— Work required —
Pick out every line in the records below that contains the string "part", and copy each such line verbatim.
━━━ Extracted material
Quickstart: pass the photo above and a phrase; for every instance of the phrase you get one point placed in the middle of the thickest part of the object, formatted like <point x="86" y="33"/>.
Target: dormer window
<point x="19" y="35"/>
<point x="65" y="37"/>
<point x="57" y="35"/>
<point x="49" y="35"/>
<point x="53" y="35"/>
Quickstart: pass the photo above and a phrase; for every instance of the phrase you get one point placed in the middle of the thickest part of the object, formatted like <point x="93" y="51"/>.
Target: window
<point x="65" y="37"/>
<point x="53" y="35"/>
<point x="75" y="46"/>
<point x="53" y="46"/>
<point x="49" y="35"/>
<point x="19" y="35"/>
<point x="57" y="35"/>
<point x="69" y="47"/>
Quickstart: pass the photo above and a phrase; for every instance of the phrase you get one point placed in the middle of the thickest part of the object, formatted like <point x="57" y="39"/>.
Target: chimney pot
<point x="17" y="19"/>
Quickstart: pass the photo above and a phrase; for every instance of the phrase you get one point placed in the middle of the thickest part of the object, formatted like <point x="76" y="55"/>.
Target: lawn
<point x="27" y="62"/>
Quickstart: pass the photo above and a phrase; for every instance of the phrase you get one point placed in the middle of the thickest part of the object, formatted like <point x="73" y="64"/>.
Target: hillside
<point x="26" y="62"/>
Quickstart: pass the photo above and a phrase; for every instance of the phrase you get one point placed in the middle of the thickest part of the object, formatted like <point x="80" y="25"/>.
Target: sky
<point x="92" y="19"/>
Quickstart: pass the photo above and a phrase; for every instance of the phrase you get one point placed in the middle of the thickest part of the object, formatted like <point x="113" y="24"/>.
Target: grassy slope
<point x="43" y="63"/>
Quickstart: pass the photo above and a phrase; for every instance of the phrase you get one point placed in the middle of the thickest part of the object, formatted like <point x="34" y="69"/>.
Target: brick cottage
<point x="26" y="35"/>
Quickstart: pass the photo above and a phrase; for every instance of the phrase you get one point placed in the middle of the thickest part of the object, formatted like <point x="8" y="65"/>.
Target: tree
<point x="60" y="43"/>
━━━━━━
— Response to this exercise —
Quickstart: pass the photo above and a phrase; for every instance of the phrase you get one point placed in the middle of the thickest part of the object, formatted like <point x="86" y="33"/>.
Quickstart: pass the photo above and a phrase; for every instance of the phrase you get one point placed in the middle of the thickest part of the object, formatted like <point x="93" y="51"/>.
Quickstart: pass the photo above and a phrase; for every instance of the phrase you get one point placed in the middle of the thickest part of the object, formatted like <point x="57" y="39"/>.
Quickstart: pass the photo above and a phrase; for every instance of the phrase you get one point placed in the middle of the thickest part of the object, formatted like <point x="76" y="55"/>.
Quickstart: pass the photo above and a phrase; for every instance of the phrase you get one point placed in the middle of the thickest part of the object, formatted like <point x="73" y="64"/>.
Quickstart: pass the photo above and a phrase; for every instance of the phrase you get one point placed in the middle of the thickest part of the object, formatted like <point x="80" y="25"/>.
Quickstart: pass the photo above and a phrase; for every instance of the phrase you get one point placed in the middle of the thickest part of the object, formatted like <point x="113" y="24"/>.
Quickstart: pass the photo above and a phrase; for every instance of the phrase you get one point placed in the middle of the thickest part of the object, formatted like <point x="34" y="69"/>.
Quickstart: pass the photo above and a phrase; for every instance of the phrase you get one point placed in the middle of the thickest part of the object, formatted like <point x="8" y="65"/>.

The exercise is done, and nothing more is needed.